#### Your assignment:
Transcribe each entry so that nothing differs from the original.

[Stored data]
↓↓↓

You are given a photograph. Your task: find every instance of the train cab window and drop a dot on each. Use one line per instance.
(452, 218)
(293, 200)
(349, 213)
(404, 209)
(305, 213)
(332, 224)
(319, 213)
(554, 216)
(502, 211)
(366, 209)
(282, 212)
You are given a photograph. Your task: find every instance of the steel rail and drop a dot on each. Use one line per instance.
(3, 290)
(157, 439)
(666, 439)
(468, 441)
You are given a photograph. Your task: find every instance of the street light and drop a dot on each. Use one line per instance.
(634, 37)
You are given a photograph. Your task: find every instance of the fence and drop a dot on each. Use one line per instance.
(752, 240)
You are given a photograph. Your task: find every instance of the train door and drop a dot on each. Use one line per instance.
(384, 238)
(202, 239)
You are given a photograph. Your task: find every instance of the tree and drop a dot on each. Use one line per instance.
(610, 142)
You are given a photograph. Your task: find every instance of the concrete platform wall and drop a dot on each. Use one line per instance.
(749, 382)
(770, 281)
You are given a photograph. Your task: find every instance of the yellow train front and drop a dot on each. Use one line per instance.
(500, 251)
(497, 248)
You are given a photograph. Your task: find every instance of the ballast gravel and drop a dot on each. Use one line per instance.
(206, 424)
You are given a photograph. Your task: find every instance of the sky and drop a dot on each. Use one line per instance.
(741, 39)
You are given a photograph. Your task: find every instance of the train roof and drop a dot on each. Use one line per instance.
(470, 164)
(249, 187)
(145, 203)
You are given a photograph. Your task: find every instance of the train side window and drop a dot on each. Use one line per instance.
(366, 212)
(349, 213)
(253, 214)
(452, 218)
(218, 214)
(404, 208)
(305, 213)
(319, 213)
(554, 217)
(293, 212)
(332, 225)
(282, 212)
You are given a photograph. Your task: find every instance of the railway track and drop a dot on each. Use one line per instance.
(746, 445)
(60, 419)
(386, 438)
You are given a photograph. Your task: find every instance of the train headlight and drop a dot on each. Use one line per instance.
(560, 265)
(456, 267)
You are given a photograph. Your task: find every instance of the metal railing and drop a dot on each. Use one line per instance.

↑↑↑

#### The completed task:
You are given a photograph. Your task: find every instance of the train cab window and drop a dot on each. Use one line per instance.
(452, 218)
(293, 200)
(349, 213)
(404, 209)
(305, 213)
(332, 224)
(319, 213)
(554, 216)
(502, 211)
(366, 209)
(282, 212)
You are given a photograph. Your task: find every instance of the steel rail and drop a dot on each. Use one line per instance.
(3, 290)
(157, 439)
(666, 439)
(468, 441)
You are given a photograph. Your task: find every instance of the street light and drop a dot on each. Use one line per instance.
(634, 37)
You are given a photograph. Your task: find every instance of the fence and drop a dot on each. Use one line per instance.
(752, 240)
You are given a photograph. Your task: find every instance of the train door and drop a dot on each. Use one line per instance.
(384, 238)
(202, 239)
You are given a photograph. Your task: find every instance of the tree and drop a dot on each. Use one line per instance.
(610, 142)
You are given a photograph. Your task: find every instance of the concrete platform wall and drop a dot on each. Use one line per instance.
(749, 382)
(770, 281)
You are given a photograph. Your task: find every instance of the yellow train front and drop a dot on each. Use one line per instance.
(500, 251)
(497, 248)
You are given a photograph. Your task: find every instance of the ballast gravel and drop a dot on each. Use one line per instance.
(206, 424)
You are given a photograph. Your task: find every instance of the sky and drop a dot on each. Use one line per instance.
(741, 39)
You are given a photograph. Your task: find every instance of the train roof and drop a dot on each. Use one line per instance.
(470, 164)
(249, 187)
(145, 203)
You are given a photograph. Your task: find every instance of the train side window and drop a dot on each. Use one line per instance.
(366, 212)
(349, 213)
(253, 214)
(452, 218)
(218, 214)
(404, 208)
(305, 213)
(319, 213)
(554, 217)
(293, 212)
(332, 225)
(282, 212)
You are given a photograph. Your task: find every instance of the railway track and drop a dot on each. Use one line per instance.
(746, 445)
(60, 419)
(386, 438)
You are given a photograph. Your task: find every instance of the train headlight and drop a dot on each. Use one line per instance.
(560, 265)
(456, 267)
You are given a photograph. Your task: find every instance of the metal railing and drop a dot on each. Use one line per instance.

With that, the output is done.